Mager, klein, een hoopje mens. In een veel te groot bed. Lijkbleek. Paarse handen. Ik pak haar hand. Warm. Er lijkt nog leven in te zitten.
Ik voel op haar borst. Hard en koud. Ik voel geen kloppen. Ik pak haar pols en probeer nog leven te vinden, maar tevergeefs. Ik schud mijn hoofd.
Familie veegt tranen weg en knikt bevestigend. Voor mijn gevoel mompel ik wat en haal beneden de stethoscoop. Ik loop weer naar boven. Knikkende knieën. Een raar gevoel in mijn buik.
Met trillende handen zet ik even later de stethoscoop op de borst van mw. Ik focus. Stilte. Mw. is overleden. Met trillende stem bel ik de huisartsenpost, zodat deze kunnen komen schouwen.
‘Het hoort bij het werk’ zegt mijn collega even later. Ik knik. Ze heeft gelijk. Toch krijg ik telkens weer een naar gevoel in mijn buik. De rest van de wereld valt dan even weg. Een leeg gevoel.
In mijn gedachten zie ik mw. voor me. Voorovergebogen over haar rollator loopt ze zondag morgen nog over de gang. Afgelopen maandag was ze niet lekker. De dokter vond het niet nodig om te komen. Buikgriep. Gewoon uitzieken werd er gezegd.
· · ·
Opdrachtinstructie
Noem graag de instantie die de ik-figuur in de tekst over het overlijden van mw. belt om te komen schouwen. Dit materiaal is afkomstig uit een andere bron.

[Gegevens voor verwijzende uitdrukkingen op basis van foto's]
· · ·
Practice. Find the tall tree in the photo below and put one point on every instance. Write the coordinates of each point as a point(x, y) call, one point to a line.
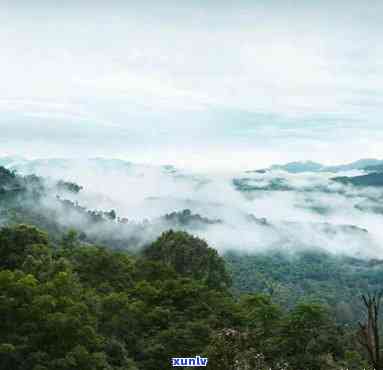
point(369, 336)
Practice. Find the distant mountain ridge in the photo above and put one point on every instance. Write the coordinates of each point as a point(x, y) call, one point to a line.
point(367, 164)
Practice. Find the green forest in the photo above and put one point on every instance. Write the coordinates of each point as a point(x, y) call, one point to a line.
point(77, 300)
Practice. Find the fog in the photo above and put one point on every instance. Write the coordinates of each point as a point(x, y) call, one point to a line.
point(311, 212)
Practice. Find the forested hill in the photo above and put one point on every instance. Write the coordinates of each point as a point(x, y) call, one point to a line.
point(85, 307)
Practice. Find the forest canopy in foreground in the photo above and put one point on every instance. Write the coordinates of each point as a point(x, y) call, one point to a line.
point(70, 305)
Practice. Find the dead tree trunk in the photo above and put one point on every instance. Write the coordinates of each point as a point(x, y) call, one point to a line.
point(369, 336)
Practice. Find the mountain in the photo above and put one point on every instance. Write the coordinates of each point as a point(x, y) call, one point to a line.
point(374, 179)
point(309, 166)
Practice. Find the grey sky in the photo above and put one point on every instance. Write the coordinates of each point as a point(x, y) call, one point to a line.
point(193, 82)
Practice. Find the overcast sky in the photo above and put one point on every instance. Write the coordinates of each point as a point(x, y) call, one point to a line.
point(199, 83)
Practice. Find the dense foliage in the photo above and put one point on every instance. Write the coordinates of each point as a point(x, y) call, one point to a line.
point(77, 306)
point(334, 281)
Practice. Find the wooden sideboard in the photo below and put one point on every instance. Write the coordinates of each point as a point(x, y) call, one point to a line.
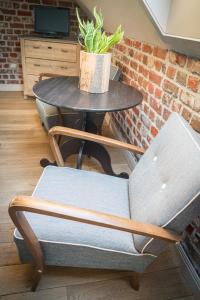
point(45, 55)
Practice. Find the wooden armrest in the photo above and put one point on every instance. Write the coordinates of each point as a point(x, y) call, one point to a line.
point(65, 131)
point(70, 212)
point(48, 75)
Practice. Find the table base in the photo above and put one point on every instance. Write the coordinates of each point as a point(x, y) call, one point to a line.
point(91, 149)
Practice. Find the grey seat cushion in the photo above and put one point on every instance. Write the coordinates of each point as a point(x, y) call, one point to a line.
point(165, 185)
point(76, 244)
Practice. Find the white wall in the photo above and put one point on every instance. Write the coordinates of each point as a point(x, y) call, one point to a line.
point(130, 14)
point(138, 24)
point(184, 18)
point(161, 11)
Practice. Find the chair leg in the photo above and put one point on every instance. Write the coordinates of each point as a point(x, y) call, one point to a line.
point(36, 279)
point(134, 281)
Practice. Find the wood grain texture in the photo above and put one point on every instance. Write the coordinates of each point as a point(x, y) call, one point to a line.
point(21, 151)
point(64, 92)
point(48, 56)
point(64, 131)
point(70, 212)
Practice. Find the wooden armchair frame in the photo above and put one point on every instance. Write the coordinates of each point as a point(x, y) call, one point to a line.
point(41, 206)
· · ·
Antwoord opdracht
De huisartsenpost.